Instructions to follow: Return all of the entries exactly, with nothing added or left out.

[Saved entries]
━━━━━━━━
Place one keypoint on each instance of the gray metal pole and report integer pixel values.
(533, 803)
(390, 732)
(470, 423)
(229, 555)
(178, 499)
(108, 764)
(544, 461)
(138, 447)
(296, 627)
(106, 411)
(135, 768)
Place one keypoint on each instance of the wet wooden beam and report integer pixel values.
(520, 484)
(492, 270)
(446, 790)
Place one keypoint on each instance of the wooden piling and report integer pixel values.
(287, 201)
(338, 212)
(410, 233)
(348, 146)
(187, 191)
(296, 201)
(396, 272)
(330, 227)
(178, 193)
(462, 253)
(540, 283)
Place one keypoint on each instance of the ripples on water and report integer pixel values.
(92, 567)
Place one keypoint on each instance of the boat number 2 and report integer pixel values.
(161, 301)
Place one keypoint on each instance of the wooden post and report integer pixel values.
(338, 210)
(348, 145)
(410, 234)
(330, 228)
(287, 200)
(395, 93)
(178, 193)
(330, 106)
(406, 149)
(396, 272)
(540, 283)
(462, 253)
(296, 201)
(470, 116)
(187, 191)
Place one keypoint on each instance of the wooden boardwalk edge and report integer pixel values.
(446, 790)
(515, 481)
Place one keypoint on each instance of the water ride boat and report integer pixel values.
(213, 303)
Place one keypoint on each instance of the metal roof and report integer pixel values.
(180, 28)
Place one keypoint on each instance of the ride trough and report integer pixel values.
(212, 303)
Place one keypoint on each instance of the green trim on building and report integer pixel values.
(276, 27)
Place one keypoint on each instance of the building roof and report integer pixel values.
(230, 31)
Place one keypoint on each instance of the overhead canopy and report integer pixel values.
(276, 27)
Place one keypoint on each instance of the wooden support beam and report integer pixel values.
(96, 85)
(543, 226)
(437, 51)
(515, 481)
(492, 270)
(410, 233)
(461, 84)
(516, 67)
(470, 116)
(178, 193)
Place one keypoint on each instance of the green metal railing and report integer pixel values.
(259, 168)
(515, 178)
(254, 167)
━━━━━━━━
Reply:
Place one keypoint on each instance of the gray metal pole and report integer pixel values.
(533, 803)
(390, 732)
(470, 423)
(229, 555)
(178, 499)
(108, 764)
(544, 461)
(138, 447)
(296, 627)
(106, 411)
(135, 768)
Place one keypoint on each instance of the wet wooden beam and report integer pixel values.
(520, 484)
(492, 270)
(446, 790)
Place one keypoint on each instance of the wooden piling and report integer pixel values.
(287, 201)
(338, 212)
(410, 233)
(348, 146)
(187, 191)
(296, 201)
(396, 272)
(330, 227)
(178, 193)
(462, 253)
(540, 283)
Place one keypoint on each instance of the ripples on water and report integer pixel values.
(92, 567)
Place one keypoint on each instance of the boat number 2 and report integer pixel values.
(161, 301)
Place one keypoint on each instance of the wooden post and report integer pixel values.
(338, 210)
(348, 145)
(410, 234)
(330, 228)
(287, 200)
(395, 93)
(178, 193)
(330, 106)
(406, 149)
(396, 272)
(540, 283)
(462, 253)
(296, 201)
(470, 116)
(187, 191)
Place one keypoint on each instance of the wooden boardwalk edge and report integer pixel values.
(446, 790)
(515, 481)
Place one keypoint on each instance of the water ride boat and report integer pixel values.
(213, 303)
Place one keypoint on each instance of the metal roof and report integer pixel values.
(180, 28)
Place one keypoint on each instance of the ride trough and report integer pixel values.
(212, 303)
Place one keypoint on each instance of the green trim on building and report integer pixel values.
(276, 27)
Place one keypoint on each instance of the building roof and report integer pixel values.
(230, 31)
Place one keypoint on each instance of the overhead canopy and report integer pixel values.
(276, 27)
Place one keypoint on each instance of the wooden support beam and report integer pixel values.
(96, 85)
(543, 226)
(437, 51)
(515, 481)
(492, 270)
(410, 233)
(461, 84)
(516, 67)
(470, 116)
(178, 193)
Place one keypoint on each instance of the green metal railing and report integer pixel values.
(259, 168)
(515, 178)
(254, 167)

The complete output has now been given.